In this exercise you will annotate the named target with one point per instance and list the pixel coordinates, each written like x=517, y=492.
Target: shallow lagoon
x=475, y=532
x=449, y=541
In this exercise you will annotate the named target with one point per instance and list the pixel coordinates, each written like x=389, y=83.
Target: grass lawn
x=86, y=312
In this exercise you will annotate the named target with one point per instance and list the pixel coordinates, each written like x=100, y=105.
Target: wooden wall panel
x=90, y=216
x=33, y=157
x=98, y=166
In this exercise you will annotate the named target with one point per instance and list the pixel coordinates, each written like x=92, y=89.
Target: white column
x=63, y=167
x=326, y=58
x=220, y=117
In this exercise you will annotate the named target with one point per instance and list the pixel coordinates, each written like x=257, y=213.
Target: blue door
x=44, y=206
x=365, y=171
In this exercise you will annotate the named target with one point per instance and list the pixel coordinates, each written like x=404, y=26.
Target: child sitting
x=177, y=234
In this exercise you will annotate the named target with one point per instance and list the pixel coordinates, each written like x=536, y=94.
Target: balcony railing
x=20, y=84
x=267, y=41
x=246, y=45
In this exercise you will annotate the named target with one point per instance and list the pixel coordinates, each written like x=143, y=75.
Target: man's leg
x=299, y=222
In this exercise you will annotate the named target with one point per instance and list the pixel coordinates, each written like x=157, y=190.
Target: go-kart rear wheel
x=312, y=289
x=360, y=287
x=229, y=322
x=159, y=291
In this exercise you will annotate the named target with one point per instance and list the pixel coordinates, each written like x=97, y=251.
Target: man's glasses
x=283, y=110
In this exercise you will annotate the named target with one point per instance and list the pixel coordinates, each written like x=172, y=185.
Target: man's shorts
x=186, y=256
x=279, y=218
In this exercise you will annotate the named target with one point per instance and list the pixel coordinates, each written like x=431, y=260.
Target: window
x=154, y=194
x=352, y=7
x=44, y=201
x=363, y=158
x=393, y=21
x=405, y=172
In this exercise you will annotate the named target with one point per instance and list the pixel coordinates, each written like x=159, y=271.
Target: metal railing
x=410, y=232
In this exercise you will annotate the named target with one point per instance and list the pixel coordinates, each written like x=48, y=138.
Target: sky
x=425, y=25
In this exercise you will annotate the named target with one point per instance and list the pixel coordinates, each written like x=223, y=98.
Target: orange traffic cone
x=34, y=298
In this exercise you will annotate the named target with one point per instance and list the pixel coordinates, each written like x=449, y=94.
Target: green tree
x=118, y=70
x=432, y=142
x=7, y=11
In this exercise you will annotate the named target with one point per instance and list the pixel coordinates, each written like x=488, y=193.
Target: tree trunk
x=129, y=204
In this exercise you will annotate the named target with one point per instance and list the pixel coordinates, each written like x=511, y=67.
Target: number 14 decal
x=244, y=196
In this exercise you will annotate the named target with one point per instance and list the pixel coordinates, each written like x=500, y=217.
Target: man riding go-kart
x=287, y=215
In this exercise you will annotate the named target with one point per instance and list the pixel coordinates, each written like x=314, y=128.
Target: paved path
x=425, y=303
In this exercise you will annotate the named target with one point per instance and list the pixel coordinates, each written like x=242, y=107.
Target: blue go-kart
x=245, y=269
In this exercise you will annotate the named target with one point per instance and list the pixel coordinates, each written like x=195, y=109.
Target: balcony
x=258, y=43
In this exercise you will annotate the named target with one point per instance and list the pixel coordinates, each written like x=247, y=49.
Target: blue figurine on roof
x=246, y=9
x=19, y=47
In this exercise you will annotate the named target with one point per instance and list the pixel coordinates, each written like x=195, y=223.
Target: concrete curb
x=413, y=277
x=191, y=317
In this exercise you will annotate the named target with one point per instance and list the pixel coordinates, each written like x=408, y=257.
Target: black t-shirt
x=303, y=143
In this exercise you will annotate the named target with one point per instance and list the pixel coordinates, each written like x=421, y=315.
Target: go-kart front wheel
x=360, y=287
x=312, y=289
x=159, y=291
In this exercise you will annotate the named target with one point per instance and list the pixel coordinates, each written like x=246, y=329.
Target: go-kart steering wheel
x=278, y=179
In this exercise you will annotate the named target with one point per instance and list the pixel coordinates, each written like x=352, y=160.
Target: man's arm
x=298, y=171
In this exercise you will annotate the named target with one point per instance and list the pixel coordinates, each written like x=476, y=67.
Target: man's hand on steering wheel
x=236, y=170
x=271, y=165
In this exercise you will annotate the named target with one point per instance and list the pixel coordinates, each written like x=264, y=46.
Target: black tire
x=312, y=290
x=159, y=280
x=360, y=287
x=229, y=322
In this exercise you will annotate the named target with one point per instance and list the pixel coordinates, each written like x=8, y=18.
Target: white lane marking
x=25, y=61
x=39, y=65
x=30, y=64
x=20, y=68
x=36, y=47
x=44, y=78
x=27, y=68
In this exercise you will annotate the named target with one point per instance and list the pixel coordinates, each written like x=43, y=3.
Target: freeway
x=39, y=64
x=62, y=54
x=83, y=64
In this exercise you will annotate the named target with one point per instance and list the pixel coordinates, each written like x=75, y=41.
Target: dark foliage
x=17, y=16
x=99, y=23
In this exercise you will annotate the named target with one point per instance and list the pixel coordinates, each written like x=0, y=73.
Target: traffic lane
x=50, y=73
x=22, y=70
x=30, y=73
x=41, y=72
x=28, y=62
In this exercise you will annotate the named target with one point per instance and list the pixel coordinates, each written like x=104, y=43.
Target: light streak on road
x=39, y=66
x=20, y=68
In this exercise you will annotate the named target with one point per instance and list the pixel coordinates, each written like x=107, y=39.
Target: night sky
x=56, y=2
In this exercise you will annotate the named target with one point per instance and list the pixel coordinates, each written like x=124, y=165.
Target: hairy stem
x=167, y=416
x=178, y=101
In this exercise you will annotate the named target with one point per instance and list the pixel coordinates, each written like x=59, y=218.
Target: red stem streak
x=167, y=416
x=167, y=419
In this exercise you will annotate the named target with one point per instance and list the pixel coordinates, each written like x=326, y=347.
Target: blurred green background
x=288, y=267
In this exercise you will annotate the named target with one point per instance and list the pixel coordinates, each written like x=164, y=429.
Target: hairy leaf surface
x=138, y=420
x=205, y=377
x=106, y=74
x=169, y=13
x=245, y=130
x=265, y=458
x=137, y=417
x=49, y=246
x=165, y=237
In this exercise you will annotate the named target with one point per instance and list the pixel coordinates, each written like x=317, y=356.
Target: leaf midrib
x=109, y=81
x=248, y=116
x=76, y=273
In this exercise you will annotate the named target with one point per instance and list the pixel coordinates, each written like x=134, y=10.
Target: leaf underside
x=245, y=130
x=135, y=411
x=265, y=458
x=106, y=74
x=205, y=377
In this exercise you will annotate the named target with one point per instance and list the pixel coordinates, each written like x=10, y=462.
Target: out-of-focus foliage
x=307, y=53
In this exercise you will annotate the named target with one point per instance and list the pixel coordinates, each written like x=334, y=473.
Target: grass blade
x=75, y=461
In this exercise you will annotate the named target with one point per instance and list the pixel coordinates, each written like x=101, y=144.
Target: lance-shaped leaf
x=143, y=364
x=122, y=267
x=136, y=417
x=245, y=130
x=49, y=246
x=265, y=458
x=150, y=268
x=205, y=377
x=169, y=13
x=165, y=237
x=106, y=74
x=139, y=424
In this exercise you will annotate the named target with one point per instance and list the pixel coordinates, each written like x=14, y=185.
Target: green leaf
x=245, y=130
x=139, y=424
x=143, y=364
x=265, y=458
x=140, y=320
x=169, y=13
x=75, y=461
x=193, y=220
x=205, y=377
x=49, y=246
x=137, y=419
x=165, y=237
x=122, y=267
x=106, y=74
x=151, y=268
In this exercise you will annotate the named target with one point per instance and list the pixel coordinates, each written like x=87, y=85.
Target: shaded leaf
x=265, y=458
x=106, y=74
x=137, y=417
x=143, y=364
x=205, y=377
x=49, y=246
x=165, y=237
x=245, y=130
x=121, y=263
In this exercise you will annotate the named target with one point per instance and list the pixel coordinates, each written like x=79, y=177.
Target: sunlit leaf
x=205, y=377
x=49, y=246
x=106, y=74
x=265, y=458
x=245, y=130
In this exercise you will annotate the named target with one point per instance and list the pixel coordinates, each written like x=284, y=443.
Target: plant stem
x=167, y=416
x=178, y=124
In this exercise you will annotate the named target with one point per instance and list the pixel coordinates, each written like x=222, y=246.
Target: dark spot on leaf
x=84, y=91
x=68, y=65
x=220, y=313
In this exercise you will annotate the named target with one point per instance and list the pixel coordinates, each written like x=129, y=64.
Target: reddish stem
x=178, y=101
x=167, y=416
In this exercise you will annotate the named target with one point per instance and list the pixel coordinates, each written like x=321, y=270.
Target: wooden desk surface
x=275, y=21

(YOUR GOAL):
In the listing above, find the line containing "like x=101, y=144." and please quote exactly that line through the last one, and no other lines.

(TASK OUTPUT):
In this exercise you will annotate the named target with one point per instance and list the pixel coordinates, each written like x=101, y=144.
Target: lance-shaped leaf
x=143, y=364
x=122, y=267
x=136, y=417
x=245, y=130
x=49, y=246
x=265, y=458
x=150, y=268
x=205, y=377
x=169, y=13
x=165, y=237
x=106, y=74
x=139, y=424
In this exercise you will annotate the named target with one point per instance and list the pixel coordinates, each written like x=14, y=185.
Target: green leaf
x=245, y=130
x=139, y=424
x=143, y=364
x=265, y=458
x=140, y=320
x=169, y=13
x=75, y=461
x=193, y=220
x=205, y=377
x=49, y=246
x=137, y=419
x=165, y=237
x=122, y=267
x=106, y=74
x=151, y=268
In this exercise you will annotate the named target with one point per instance and list the pixel coordinates, each written like x=87, y=85.
Target: shaded leaf
x=265, y=458
x=106, y=74
x=137, y=417
x=143, y=364
x=205, y=377
x=49, y=246
x=165, y=237
x=245, y=130
x=121, y=263
In this exercise you will annotate the named target with one point per instance and list the pixel coordinates, each written like x=79, y=177.
Target: sunlit leaf
x=205, y=377
x=49, y=246
x=106, y=74
x=265, y=458
x=245, y=130
In this exercise you will annotate the named target with one point per instance and list the pixel coordinates, each written like x=284, y=443.
Target: plant stem
x=167, y=416
x=178, y=124
In this exercise you will annotate the named target with one point per instance and list the pixel coordinates, each written like x=222, y=246.
Target: dark spot on leaf
x=84, y=91
x=68, y=65
x=220, y=313
In this exercise you will annotate the named target with one point per instance and list the pixel coordinates, each written like x=129, y=64.
Target: reddish stem
x=178, y=101
x=167, y=416
In this exercise you will annotate the named target with one point per instance and list the pixel coordinates, each written like x=321, y=270.
Target: wooden desk surface
x=275, y=21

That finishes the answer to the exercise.